Material supplied START

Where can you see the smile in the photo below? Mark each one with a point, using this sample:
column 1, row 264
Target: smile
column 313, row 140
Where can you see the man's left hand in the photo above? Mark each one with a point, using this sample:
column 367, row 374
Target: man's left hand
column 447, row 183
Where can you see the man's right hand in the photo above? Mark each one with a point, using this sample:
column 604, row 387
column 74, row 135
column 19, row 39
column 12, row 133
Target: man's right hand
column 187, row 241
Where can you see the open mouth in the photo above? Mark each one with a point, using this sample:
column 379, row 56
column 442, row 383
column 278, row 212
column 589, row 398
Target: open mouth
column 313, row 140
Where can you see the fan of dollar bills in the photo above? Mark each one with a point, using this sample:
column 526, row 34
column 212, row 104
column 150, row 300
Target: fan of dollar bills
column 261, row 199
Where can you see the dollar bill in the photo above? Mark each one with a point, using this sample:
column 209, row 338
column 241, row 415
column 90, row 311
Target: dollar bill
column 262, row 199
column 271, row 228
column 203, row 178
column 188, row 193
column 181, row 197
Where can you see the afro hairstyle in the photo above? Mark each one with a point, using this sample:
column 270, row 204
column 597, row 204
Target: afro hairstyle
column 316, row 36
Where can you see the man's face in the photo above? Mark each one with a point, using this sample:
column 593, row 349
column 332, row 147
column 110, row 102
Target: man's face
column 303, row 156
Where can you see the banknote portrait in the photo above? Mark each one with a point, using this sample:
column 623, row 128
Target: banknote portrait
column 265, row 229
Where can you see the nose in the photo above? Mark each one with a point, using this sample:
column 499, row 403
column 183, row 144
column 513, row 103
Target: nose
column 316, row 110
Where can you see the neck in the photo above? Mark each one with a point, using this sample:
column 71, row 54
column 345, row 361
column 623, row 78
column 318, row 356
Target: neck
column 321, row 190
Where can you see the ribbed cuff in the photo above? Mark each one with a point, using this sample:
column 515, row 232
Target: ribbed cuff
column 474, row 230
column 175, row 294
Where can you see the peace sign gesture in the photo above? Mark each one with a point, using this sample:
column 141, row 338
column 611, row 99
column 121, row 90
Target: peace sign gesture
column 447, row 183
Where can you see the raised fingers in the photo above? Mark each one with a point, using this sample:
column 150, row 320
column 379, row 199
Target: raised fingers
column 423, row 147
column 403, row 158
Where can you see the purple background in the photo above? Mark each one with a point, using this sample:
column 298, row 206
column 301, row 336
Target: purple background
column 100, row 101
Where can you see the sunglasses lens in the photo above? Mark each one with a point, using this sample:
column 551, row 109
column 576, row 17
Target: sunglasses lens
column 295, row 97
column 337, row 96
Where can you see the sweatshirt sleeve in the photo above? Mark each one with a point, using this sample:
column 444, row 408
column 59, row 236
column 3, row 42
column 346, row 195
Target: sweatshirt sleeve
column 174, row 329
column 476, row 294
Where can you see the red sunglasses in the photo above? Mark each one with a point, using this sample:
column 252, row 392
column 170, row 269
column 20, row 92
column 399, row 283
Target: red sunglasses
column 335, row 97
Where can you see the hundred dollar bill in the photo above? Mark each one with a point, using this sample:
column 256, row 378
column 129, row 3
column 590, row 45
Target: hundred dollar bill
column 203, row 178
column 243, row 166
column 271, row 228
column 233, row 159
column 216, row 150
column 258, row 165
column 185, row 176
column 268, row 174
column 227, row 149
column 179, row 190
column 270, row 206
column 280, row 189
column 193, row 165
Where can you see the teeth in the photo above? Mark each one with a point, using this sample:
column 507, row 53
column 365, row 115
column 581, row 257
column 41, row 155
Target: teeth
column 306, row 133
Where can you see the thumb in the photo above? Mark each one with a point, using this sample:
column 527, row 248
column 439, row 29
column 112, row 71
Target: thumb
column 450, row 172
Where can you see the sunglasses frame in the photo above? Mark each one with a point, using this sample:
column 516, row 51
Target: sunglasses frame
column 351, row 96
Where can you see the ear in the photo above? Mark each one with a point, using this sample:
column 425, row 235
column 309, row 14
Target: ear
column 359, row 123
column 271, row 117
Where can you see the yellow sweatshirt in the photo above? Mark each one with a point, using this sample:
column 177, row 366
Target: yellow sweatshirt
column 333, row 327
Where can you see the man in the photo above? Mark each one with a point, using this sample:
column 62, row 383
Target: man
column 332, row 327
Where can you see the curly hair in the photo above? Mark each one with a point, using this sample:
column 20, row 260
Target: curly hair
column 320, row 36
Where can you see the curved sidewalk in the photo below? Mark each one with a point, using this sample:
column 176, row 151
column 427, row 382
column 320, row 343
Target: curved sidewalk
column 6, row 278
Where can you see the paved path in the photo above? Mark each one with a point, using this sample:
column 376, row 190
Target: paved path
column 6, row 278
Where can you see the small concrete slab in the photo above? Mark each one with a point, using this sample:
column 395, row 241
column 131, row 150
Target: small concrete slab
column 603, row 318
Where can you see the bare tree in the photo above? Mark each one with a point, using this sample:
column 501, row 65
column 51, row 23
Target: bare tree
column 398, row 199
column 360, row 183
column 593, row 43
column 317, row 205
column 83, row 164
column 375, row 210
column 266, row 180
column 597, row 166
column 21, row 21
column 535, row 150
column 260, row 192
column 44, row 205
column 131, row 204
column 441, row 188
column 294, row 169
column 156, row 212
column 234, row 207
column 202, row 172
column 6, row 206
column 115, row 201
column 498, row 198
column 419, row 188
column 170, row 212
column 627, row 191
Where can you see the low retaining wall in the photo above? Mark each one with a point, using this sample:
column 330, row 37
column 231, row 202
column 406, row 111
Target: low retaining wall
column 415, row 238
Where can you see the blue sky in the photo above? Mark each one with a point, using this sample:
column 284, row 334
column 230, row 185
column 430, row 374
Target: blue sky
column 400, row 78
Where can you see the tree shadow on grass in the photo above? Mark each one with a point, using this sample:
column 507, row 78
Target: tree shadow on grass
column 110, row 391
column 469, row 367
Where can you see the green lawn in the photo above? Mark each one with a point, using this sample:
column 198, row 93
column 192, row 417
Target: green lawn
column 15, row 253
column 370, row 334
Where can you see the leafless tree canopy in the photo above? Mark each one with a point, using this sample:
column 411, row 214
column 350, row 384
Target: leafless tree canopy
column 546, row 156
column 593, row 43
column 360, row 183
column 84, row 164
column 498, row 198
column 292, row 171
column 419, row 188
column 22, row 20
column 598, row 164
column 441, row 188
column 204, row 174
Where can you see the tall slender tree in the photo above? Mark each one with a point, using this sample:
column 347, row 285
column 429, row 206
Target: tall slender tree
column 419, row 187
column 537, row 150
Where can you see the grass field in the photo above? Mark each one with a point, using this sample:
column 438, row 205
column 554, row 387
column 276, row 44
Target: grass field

Material supplied END

Assignment. The response must repeat exactly the lines from the top of the material through the line containing "column 12, row 133", both included, with no other output.

Written answer.
Where can you see the smile in the photo below? Mark each one with a point, using this sample:
column 1, row 264
Target: smile
column 313, row 140
Where can you see the man's left hand in the photo above? Mark each one with a point, using this sample:
column 367, row 374
Target: man's left hand
column 447, row 183
Where can you see the man's right hand in the photo above? Mark each one with a point, using this sample:
column 604, row 387
column 74, row 135
column 19, row 39
column 12, row 133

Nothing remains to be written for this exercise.